Saved entries:
◇ ◇ ◇ ◇ ◇

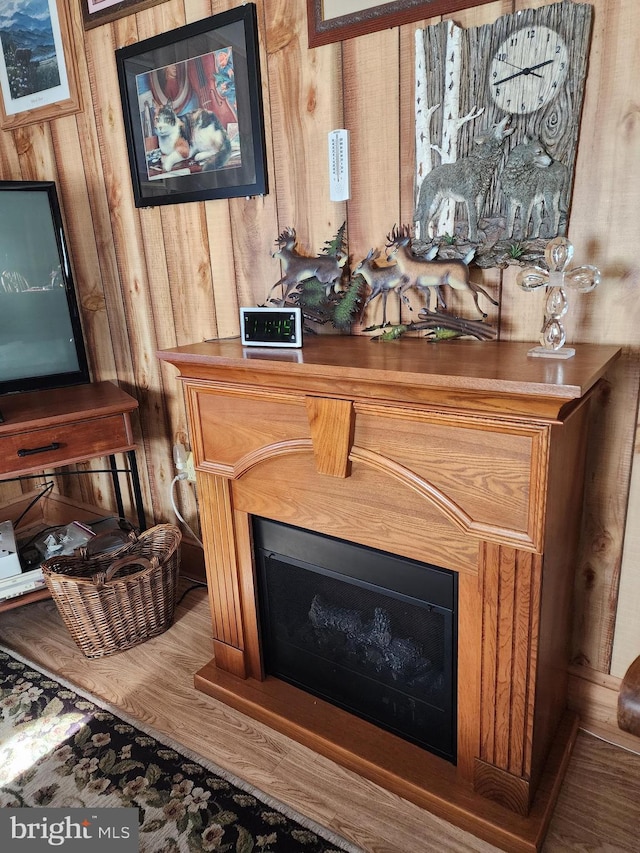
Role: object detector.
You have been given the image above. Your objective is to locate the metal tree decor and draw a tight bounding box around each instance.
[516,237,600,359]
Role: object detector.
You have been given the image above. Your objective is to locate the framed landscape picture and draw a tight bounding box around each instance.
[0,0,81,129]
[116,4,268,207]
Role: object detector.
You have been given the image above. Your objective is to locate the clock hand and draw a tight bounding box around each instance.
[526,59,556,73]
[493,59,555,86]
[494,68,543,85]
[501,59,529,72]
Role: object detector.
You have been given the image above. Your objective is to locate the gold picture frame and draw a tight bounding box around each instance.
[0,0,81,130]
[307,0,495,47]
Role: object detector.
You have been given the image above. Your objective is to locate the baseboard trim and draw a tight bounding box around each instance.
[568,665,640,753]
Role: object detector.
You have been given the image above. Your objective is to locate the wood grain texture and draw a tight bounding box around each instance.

◇ ◇ ◇ ◇ ◇

Problem to work on >>
The required result is an exact repeat of the records above from the line containing "locate the gold" to their final line.

Exercise answer >>
You have been given the image above. Your objective is to locate the gold picture frame and draw a tight bounding box around each instance.
[0,0,81,130]
[307,0,495,47]
Role: object detector.
You have been given the image above. Your objective is to locate the baseboard trim and draw a tight bounding box around each instance.
[568,665,640,753]
Role: object detector.
You have been given the image above. Your objective is to locate the wood grain texture and draw a tight bounding box around each instance.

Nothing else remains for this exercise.